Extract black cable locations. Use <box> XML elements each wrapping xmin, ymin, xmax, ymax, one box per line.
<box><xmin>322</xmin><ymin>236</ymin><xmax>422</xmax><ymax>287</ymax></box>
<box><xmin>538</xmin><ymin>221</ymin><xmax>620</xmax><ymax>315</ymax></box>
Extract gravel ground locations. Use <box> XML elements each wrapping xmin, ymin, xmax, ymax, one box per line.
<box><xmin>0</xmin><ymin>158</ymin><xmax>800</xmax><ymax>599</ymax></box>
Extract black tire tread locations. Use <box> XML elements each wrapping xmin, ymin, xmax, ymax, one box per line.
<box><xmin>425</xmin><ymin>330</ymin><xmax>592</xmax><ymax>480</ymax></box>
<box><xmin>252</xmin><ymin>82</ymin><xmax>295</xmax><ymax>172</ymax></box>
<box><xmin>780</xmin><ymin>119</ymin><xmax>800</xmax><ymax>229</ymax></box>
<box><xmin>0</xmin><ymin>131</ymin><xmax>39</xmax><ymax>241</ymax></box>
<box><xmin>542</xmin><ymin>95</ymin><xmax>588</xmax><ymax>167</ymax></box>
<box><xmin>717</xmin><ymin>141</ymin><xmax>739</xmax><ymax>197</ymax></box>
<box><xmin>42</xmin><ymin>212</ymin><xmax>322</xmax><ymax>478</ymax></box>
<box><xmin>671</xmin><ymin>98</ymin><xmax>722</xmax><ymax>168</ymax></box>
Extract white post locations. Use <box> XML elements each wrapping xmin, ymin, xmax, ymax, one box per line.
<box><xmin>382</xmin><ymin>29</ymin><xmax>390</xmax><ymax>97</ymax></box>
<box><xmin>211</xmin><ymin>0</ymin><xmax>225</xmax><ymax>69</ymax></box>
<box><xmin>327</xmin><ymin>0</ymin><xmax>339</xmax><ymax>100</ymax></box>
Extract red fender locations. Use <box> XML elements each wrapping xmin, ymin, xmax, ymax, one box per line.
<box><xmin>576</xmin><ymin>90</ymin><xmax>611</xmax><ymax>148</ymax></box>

++++++

### Given task
Put the part of the records that opens with the line containing "Extract red fender" and closes with the last line of the records into a JSON list of strings, one string per line, leaving out blank lines.

### Exercise output
[
  "Extract red fender locations. Use <box> XML elements each wrapping xmin, ymin, xmax, ymax, one box per line.",
  "<box><xmin>576</xmin><ymin>90</ymin><xmax>611</xmax><ymax>148</ymax></box>"
]